> EXERCISE BRIEF: Repeat exactly the lines from the one containing "Locate the engine cowling;" through the last line of the records below, both included, and nothing else.

━━━━━━━━━━━━━━━━━━━━

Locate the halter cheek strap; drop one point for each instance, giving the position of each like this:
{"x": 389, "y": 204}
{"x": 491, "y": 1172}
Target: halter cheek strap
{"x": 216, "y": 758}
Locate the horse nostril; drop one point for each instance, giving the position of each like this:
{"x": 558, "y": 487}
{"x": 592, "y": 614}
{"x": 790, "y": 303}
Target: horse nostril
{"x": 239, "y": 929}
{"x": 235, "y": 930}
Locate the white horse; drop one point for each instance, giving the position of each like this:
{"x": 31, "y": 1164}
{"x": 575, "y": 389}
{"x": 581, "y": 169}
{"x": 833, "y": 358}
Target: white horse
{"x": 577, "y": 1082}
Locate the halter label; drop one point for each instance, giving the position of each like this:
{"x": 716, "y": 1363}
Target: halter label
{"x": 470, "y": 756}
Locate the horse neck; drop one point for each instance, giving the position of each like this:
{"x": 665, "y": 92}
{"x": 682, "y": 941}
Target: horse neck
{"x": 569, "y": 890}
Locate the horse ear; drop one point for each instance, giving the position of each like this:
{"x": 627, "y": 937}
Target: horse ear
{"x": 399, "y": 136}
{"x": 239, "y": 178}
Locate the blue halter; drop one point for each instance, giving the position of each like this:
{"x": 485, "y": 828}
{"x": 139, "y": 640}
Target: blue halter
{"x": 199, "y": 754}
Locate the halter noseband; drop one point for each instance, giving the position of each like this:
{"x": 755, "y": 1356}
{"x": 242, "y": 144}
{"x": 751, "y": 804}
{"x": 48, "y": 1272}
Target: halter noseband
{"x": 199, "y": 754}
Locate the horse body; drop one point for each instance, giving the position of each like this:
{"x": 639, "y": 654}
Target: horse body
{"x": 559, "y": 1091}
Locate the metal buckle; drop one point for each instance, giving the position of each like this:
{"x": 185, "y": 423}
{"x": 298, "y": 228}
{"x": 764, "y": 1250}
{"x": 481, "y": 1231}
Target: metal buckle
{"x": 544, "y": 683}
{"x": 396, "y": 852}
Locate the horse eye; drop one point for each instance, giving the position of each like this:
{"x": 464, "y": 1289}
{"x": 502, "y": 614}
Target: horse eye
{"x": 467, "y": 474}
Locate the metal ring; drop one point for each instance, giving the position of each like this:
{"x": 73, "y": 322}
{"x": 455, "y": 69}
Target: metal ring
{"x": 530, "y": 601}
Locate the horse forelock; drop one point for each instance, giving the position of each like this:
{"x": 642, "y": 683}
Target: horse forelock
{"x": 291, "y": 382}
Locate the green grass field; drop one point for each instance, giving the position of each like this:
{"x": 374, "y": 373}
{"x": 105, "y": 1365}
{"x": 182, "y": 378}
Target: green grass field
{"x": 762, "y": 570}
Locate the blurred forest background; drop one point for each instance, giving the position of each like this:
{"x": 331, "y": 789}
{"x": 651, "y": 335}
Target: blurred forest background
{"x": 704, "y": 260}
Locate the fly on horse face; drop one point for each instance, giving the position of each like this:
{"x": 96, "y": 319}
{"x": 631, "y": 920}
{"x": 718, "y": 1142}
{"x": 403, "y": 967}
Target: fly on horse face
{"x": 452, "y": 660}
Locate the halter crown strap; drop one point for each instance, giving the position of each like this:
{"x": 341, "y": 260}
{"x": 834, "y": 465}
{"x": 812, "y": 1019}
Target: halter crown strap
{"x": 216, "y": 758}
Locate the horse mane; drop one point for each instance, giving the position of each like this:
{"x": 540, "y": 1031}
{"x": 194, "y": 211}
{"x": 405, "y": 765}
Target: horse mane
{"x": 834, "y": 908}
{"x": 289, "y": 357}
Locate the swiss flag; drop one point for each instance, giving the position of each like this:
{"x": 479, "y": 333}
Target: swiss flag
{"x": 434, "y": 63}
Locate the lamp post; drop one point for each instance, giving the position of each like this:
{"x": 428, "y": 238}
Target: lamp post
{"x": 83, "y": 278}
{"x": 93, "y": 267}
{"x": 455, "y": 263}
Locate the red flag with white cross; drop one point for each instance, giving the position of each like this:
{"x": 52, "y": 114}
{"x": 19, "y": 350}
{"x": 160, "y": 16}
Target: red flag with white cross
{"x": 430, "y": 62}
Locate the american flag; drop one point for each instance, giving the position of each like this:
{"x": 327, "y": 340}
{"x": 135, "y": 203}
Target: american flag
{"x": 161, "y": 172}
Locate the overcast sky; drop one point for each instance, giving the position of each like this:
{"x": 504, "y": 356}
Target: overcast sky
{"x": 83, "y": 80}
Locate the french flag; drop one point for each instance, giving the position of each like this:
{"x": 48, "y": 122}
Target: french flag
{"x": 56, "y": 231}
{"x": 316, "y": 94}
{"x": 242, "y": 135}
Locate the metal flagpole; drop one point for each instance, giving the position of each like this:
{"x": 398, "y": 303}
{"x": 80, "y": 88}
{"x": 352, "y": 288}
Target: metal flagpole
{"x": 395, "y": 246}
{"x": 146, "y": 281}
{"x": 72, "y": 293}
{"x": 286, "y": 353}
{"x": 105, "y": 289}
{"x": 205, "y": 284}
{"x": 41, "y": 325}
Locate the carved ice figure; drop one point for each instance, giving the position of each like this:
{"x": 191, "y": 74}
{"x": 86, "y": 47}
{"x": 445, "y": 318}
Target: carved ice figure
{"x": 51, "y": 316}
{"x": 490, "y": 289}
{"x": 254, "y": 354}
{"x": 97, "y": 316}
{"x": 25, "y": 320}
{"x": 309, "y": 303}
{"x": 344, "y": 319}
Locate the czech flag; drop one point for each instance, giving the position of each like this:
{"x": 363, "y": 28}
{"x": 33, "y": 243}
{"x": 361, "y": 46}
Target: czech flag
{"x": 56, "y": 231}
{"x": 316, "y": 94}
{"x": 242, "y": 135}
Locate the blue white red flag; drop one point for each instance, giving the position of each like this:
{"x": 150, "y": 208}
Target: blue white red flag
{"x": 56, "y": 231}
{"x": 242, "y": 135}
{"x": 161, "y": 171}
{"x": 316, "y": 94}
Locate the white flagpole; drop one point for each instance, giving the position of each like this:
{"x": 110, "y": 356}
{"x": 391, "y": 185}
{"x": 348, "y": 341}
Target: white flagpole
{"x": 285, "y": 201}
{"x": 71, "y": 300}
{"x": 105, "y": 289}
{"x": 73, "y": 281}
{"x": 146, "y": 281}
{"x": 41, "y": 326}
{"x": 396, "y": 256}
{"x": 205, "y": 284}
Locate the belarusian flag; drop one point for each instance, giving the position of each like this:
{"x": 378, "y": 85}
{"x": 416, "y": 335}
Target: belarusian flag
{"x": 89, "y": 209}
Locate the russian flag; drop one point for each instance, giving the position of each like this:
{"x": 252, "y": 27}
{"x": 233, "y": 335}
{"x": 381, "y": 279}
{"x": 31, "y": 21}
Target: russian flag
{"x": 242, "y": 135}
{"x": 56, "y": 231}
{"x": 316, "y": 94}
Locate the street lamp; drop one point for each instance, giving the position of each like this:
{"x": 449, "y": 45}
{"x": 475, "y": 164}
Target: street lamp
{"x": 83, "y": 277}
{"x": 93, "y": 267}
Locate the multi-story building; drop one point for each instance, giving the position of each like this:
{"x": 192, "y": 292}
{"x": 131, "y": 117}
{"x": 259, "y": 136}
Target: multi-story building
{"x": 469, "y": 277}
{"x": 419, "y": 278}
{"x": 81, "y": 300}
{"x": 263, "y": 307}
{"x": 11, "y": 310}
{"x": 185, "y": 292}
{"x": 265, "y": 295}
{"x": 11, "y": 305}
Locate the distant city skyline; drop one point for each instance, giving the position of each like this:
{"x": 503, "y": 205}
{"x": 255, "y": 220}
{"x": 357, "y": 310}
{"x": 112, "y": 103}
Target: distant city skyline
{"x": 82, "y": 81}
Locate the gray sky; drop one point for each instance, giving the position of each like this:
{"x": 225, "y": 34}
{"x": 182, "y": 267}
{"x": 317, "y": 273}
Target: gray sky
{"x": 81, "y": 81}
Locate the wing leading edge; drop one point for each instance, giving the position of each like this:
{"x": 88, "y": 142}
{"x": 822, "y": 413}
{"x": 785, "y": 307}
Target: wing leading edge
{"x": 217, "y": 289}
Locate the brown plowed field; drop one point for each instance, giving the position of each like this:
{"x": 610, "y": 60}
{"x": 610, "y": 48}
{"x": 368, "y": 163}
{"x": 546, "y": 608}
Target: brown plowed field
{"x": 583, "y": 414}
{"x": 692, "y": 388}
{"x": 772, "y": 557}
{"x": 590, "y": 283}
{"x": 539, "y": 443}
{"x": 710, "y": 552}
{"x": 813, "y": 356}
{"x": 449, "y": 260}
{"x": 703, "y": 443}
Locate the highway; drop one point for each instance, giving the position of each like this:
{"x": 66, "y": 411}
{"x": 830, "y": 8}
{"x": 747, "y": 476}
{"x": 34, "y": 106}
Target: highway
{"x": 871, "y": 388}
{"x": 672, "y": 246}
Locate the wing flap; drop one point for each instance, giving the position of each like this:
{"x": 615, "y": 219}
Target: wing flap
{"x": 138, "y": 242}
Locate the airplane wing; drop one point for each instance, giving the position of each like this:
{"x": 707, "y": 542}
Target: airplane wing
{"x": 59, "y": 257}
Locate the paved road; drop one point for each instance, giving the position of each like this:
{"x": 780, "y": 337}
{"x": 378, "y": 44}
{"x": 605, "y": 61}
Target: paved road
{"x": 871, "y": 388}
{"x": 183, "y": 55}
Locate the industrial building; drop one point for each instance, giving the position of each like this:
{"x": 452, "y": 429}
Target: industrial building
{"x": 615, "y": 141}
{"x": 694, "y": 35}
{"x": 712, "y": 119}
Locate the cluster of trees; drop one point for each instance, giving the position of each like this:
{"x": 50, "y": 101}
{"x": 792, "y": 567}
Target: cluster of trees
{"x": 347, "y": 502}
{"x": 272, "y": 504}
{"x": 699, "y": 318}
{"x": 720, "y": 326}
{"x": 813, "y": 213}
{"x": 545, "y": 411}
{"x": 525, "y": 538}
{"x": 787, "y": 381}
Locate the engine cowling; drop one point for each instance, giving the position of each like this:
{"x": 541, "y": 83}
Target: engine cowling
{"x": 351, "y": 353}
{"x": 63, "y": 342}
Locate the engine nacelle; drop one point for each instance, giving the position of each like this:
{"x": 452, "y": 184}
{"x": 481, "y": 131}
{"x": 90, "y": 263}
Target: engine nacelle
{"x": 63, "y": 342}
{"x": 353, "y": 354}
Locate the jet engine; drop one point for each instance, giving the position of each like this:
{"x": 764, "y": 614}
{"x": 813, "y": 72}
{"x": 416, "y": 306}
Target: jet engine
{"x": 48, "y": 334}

━━━━━━━━━━━━━━━━━━━━

> OUTPUT FOR THIS TASK:
Locate the engine cowling; drop one point for each instance, giving the position of each like this:
{"x": 541, "y": 83}
Target: engine cowling
{"x": 351, "y": 353}
{"x": 63, "y": 342}
Locate the engine nacelle; drop one point for each instance, giving the position of each like this:
{"x": 452, "y": 184}
{"x": 481, "y": 131}
{"x": 90, "y": 263}
Target: engine nacelle
{"x": 63, "y": 342}
{"x": 353, "y": 354}
Locate the jet engine; drop one point for each instance, giving the position of each like this:
{"x": 764, "y": 614}
{"x": 813, "y": 72}
{"x": 416, "y": 306}
Target: jet engine
{"x": 48, "y": 334}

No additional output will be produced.